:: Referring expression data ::
○ ○ ○ ○ ○ ○ ○
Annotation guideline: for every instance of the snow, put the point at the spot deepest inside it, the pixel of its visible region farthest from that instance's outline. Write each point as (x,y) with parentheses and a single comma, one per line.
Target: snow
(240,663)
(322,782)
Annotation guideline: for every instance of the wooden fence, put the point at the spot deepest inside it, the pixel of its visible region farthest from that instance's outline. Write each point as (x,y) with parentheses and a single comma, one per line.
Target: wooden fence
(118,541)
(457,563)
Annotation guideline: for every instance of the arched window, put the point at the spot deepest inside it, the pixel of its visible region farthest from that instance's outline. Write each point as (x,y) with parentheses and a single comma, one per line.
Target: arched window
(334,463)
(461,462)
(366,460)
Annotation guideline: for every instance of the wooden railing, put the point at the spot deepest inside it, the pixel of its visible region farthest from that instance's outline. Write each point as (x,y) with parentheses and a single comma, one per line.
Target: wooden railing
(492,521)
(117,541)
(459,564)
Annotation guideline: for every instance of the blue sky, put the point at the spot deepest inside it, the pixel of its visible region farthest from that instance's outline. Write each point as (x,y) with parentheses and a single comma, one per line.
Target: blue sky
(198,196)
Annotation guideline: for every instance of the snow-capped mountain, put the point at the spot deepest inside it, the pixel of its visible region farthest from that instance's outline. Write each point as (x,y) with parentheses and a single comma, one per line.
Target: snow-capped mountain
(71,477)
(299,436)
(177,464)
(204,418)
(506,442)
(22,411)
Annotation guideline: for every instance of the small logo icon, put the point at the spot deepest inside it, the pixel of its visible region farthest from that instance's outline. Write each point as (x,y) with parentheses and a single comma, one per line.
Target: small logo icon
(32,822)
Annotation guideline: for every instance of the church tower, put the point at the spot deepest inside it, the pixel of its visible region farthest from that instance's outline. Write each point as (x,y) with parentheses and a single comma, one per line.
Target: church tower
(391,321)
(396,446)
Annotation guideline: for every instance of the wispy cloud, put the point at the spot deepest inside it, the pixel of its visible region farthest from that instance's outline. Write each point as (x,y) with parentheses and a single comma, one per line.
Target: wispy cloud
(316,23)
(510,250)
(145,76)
○ ○ ○ ○ ○ ○ ○
After reading the data above, return it verbatim in full.

Annotation guideline: for every instance of the snow, put the point at the spot deepest inside it, the pixel of its visible region farthest from that instance's outline. Write each point as (x,y) with parentheses and a single comma, one per line.
Target: snow
(240,663)
(322,782)
Annotation guideline: for every instance of the wooden fence, put the point at the spot deepest inside it, the pixel of its visible region farthest from that instance's outline. Write each point as (x,y) with parentheses and a single comma, one per line.
Target: wooden fence
(118,541)
(457,563)
Annotation guideline: for every instance of the arched window, put the point at the spot deepest inside it, the pixel of its visible region farthest from that instance's outline. Write each point as (x,y) with parentheses and a single comma, one per line.
Target: arched window
(334,463)
(461,462)
(366,460)
Annotation guideline: for every instance of the wooden railing, put the point at the spot deepest inside it, the pixel of its visible region farthest from that instance's outline. Write each point as (x,y) with parentheses and a single comma, one per line.
Target: wooden railing
(492,521)
(117,541)
(459,564)
Annotation guideline: for every instance of the blue sky, put the point at the spot deepest inside it, the pixel of its visible region farthest from that instance's outline. Write each point as (x,y) with parentheses and a single comma, one per line.
Target: blue sky
(198,196)
Annotation guideline: for every instance of the snow-capped mountain, put the point at the spot deepest inside it, the pixel of its visible region farthest from that instance's outline. Write each point as (x,y) with parentheses and a single comma, one per line.
Target: snow-capped mountain
(71,477)
(299,436)
(177,464)
(204,418)
(506,442)
(22,411)
Annotation guideline: for every instance of the small logo icon, put the point at the spot deepest inside it, the pixel of its visible region farthest from that instance's outline. Write each point as (x,y) with parentheses and a single comma, one per line.
Target: small logo icon
(32,822)
Annotation guideline: for every instance of the church tower, put the point at the spot deepest inside it, the pixel of its visible region farthest from that instance's outline. Write each point as (x,y) with parentheses and a single comma, one per line.
Target: church tower
(391,321)
(396,446)
Annotation guideline: for every instance of the wispy cloud, put the point at the spot deepest inside it, the pixel of its visible region farthest from that instance's outline. Write each point as (x,y) with parentheses and a single comma, one per line.
Target: wispy cloud
(316,23)
(510,250)
(145,76)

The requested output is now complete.